* [Instructions for the task] Please repeat the whole listing exactly, but leave the pictures out.

* [Data extract]
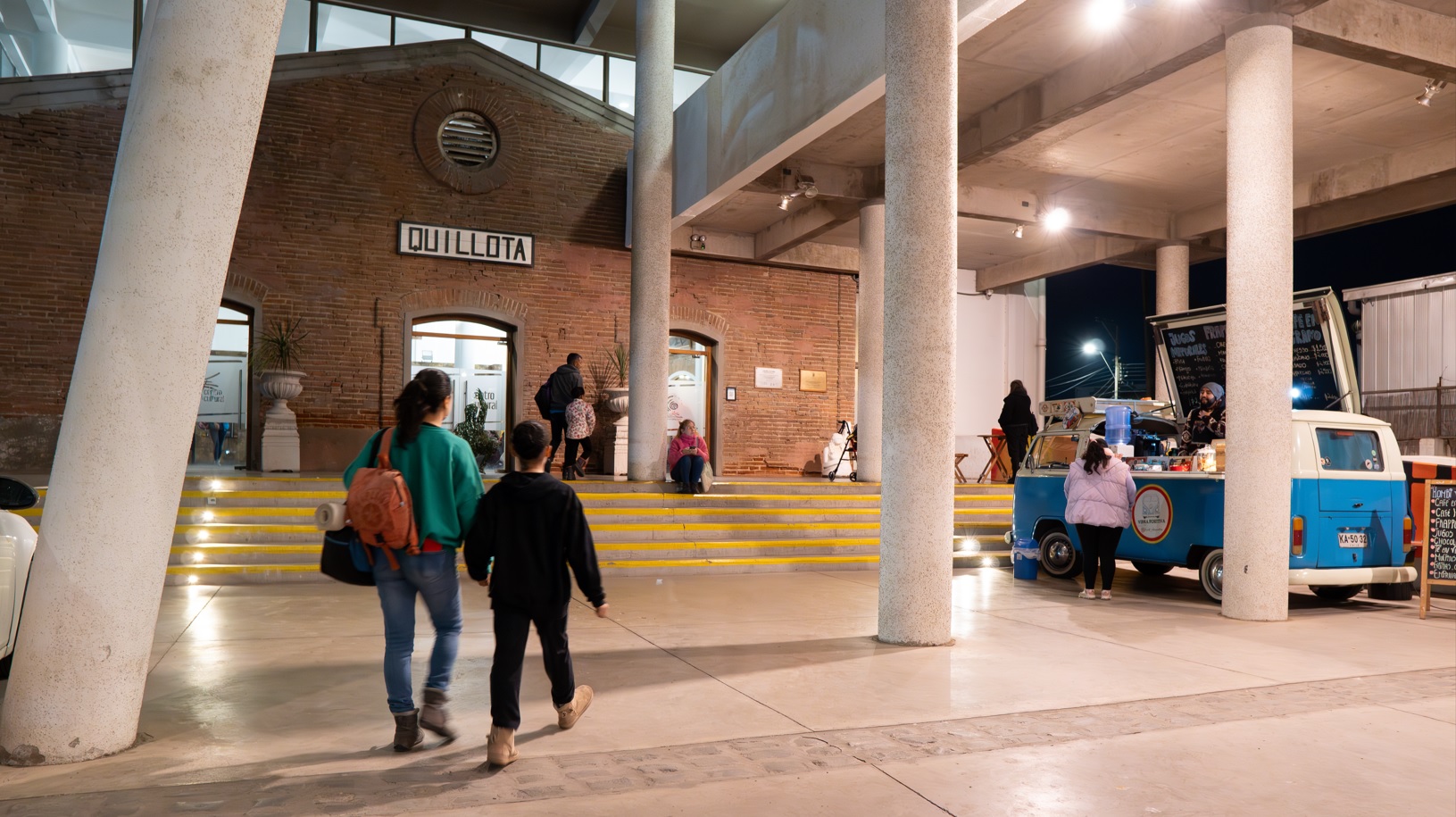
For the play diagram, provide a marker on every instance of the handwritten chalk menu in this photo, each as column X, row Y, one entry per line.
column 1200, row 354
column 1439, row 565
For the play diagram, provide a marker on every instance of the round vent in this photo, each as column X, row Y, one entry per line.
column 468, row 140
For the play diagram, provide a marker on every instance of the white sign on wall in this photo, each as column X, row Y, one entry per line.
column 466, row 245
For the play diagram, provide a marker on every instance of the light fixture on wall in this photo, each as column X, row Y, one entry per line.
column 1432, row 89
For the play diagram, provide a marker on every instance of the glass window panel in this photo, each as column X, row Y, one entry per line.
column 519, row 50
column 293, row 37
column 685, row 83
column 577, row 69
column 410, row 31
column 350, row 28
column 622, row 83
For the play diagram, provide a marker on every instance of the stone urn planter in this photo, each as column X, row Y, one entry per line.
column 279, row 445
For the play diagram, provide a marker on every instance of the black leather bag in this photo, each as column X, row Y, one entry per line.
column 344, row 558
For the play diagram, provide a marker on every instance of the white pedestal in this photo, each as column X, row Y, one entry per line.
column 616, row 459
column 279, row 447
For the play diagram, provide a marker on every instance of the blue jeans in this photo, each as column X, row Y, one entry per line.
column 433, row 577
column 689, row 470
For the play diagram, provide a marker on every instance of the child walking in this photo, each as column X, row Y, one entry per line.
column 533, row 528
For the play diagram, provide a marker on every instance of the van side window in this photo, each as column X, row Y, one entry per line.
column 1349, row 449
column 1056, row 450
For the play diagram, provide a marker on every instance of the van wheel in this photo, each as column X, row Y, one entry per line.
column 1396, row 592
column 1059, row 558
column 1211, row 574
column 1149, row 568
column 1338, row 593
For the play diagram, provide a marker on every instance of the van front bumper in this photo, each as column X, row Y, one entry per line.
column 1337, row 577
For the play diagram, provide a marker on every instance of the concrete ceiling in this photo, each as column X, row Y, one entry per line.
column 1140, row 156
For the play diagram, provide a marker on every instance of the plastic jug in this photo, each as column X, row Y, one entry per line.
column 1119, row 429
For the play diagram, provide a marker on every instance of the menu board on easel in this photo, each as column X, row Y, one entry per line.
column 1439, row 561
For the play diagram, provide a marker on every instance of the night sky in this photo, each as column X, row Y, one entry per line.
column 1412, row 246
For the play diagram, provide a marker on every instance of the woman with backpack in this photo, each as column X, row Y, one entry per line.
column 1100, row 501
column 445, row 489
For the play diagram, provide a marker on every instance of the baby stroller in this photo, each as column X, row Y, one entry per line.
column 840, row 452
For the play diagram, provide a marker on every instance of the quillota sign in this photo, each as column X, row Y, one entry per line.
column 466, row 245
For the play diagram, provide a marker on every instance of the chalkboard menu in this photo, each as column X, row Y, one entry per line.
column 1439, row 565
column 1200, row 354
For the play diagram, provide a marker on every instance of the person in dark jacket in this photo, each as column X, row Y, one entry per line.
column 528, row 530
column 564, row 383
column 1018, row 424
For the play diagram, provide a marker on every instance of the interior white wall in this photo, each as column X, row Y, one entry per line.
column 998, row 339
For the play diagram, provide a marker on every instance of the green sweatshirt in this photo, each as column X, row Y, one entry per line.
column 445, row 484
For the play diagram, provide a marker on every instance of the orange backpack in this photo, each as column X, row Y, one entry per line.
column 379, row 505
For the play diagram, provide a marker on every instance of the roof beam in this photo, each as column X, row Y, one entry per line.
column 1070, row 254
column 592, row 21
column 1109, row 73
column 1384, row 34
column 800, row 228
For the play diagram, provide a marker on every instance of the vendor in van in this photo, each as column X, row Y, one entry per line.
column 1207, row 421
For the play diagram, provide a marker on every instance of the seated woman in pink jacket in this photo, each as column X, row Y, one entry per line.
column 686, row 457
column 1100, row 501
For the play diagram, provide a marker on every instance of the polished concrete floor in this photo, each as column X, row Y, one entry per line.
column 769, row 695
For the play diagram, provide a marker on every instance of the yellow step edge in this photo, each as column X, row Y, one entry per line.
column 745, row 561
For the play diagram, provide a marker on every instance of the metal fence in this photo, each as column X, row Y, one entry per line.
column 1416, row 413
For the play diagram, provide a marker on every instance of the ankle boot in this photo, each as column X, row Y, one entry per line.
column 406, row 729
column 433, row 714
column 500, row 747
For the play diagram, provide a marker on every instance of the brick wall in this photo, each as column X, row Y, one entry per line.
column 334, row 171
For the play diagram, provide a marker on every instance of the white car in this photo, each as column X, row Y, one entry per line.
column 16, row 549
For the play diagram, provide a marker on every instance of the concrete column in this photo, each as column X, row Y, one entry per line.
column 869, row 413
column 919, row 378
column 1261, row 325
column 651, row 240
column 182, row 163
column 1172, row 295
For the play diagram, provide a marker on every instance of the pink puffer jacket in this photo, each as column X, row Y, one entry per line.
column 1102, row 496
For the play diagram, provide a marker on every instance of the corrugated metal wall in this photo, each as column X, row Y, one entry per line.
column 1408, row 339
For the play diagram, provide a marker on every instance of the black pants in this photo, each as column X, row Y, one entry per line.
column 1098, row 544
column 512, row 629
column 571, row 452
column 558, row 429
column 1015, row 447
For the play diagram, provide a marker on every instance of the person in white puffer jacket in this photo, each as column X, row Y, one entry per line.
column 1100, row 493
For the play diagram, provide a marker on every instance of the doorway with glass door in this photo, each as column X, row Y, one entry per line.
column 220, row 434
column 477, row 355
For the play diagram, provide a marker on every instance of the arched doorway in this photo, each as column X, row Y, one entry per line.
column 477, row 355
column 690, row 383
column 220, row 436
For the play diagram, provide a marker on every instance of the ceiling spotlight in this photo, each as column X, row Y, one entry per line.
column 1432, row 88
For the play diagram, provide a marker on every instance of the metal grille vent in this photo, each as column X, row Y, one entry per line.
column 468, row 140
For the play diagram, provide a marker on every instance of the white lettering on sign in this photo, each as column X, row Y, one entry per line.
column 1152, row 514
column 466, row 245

* [Result]
For the play diagram, provide a marker on every instance of the handwritten chalk menu in this photo, each as column X, row Y, one entry per line.
column 1200, row 354
column 1439, row 565
For the play diagram, provide a marker on every instance of the round vent in this photo, each as column X, row Y, one entry per line.
column 468, row 140
For the play diagram, provide a marker on every instance of the white sign on wall in this photo, each as column X, row Y, one entry per line.
column 466, row 245
For the play diagram, provide a marker on every instance of the light fixture on wall in this photo, each as column X, row Y, one entry per line.
column 1432, row 89
For the play diagram, provide a marker on every instance of the glass window panel in this photo, each as column X, row Y, one entry per line.
column 519, row 50
column 293, row 37
column 685, row 83
column 577, row 69
column 410, row 31
column 350, row 28
column 622, row 83
For the play diagram, provide a marker on every instance of the stone urn planter in this photo, each as column X, row Y, one entry per line.
column 279, row 445
For the play diagram, provide a marker on every instance of the black leather bag in this photo, each as column X, row Y, one entry per line.
column 344, row 558
For the play diagram, provide a marker on every instance of the white pedestal in this photo, each as column X, row Y, one entry per line.
column 616, row 459
column 279, row 447
For the play diagram, provide a marker on every instance of the blue jeans in this photo, each as column X, row Y, one entry per line.
column 433, row 577
column 689, row 470
For the play diagram, provide a marker on every instance of the child walking in this photo, each as column X, row Y, one entry per line.
column 533, row 528
For the play diagram, provide a marker on every instance of the van side window in this photo, each as column X, row Y, one entry per line.
column 1349, row 449
column 1056, row 450
For the play diagram, provide a marker on every instance of the van wheel in this photo, each as column X, row Y, one entry per line.
column 1396, row 592
column 1059, row 558
column 1211, row 574
column 1149, row 568
column 1338, row 593
For the play diagram, provide a marker on every instance of the van front bumper in this photo, each as column X, row Y, one entry per line.
column 1337, row 577
For the play diagram, provide a marker on every instance of the concrete ceiling in this photo, each as column X, row Y, one entry per line.
column 1140, row 156
For the play diagram, provide a marker on every instance of the plastic jug in this photo, each as column X, row Y, one entry per line.
column 1119, row 429
For the play diagram, provide a marker on every instance of the menu board on easel in this photo, each as column X, row Y, one entry per line.
column 1439, row 561
For the play diagram, provide a marker on every instance of the night sky in this photo, each as column X, row Y, one entry per line.
column 1412, row 246
For the play diagram, provide a marker on every instance of the woman with backpack in this photo, each as column X, row Y, one entry per line.
column 1100, row 501
column 445, row 489
For the play diagram, provide a marker on every instance of the baby stroller in this photo, each as column X, row Y, one entry per line.
column 840, row 452
For the play diagram, provide a marker on every instance of the quillota sign in this photo, each as column X, row Y, one entry per line.
column 466, row 245
For the play diagram, provide a marker on every instance of the chalkboard menu in this photo, each as column X, row Y, one entry per line.
column 1439, row 565
column 1200, row 354
For the play diagram, provide a marker on every instance of the person in dark jacket in this photo, each as column X, row Y, one entry per line.
column 528, row 530
column 564, row 383
column 1018, row 424
For the play diagram, provide a marker on every instance of the interior white wall in this photo, each as column X, row Y, one entry per line.
column 998, row 339
For the play diagram, provide a marker on every instance of the green sweatshirt in this photo, each as column X, row Y, one entry per line.
column 445, row 484
For the play diagram, provide a marker on every instance of the orange backpack in this photo, each as column X, row Y, one entry per line.
column 379, row 505
For the play diagram, provide a marker on every instance of the roof beam in this photo, each as column X, row Y, one entry per line.
column 1070, row 254
column 592, row 21
column 1109, row 73
column 1384, row 34
column 800, row 228
For the play diagram, provide a marker on every instance of the vendor in van in this photo, each as column X, row Y, one entry per line.
column 1207, row 421
For the play diagram, provide a marker on every instance of the seated woman in pink jacket in this photo, each as column X, row Y, one entry per line.
column 686, row 457
column 1100, row 501
For the play diagram, provide a marker on every instance of the polished concrete floor in this photo, each as column X, row Y, one entry per line.
column 769, row 695
For the play diagram, provide a marker on every instance of the yellow step edge in this photo, each as column X, row Y, one entry per line.
column 745, row 561
For the play diagram, provide a marker on every instance of the metal fence in this photo, each as column X, row Y, one entry per line.
column 1416, row 413
For the play diagram, provide a marker on every instance of the ankle boot in this photo, each as column X, row Y, one entry per line.
column 406, row 729
column 433, row 714
column 500, row 747
For the play diagram, provide a marker on every instance of the brick wall in this photo, each as column X, row Y, one entry per line.
column 334, row 171
For the play diagram, provide a marker on every instance of the white car in this photo, each as column X, row Y, one entry per line.
column 16, row 549
For the play diagram, provide a marker on every instance of the concrete column in this photo, each as column X, row Y, one entry per line.
column 869, row 413
column 919, row 378
column 1261, row 325
column 651, row 240
column 182, row 163
column 1172, row 295
For the play diagram, provide a marker on every instance of the pink puffer jacket in this photo, each as column X, row Y, one entry per line.
column 1102, row 496
For the play diagram, provide a marker on every instance of the corrugated metal wall in this photo, each as column X, row Y, one entry per line.
column 1408, row 339
For the play diagram, provide a marker on every instance of the black pants in this photo, each as column X, row Y, one entry per line.
column 1098, row 544
column 512, row 629
column 571, row 452
column 558, row 429
column 1015, row 447
For the play diagram, provide a marker on every instance of the person in white puffer jacket in this photo, each as column X, row Y, one entry per line.
column 1100, row 493
For the play diagram, provide a marker on every instance of the doorway with glass door in this photo, each as column X, row Y, one entry per line.
column 220, row 434
column 477, row 355
For the play diagram, provide a marker on every instance of the arched doorway in this photo, each as column X, row Y, one entry per line.
column 477, row 355
column 690, row 383
column 220, row 436
For the play diagram, provide a marker on every instance of the ceiling spotlight in this photo, each as column X, row Y, one entry per line.
column 1432, row 88
For the play diagram, provide a marker on every instance of the metal grille vent in this photo, each as column X, row Y, one entry per line.
column 468, row 140
For the play diagram, provide a marker on every instance of the white lettering on sign in this photo, each as column X, row Y, one entry per line.
column 1152, row 514
column 466, row 245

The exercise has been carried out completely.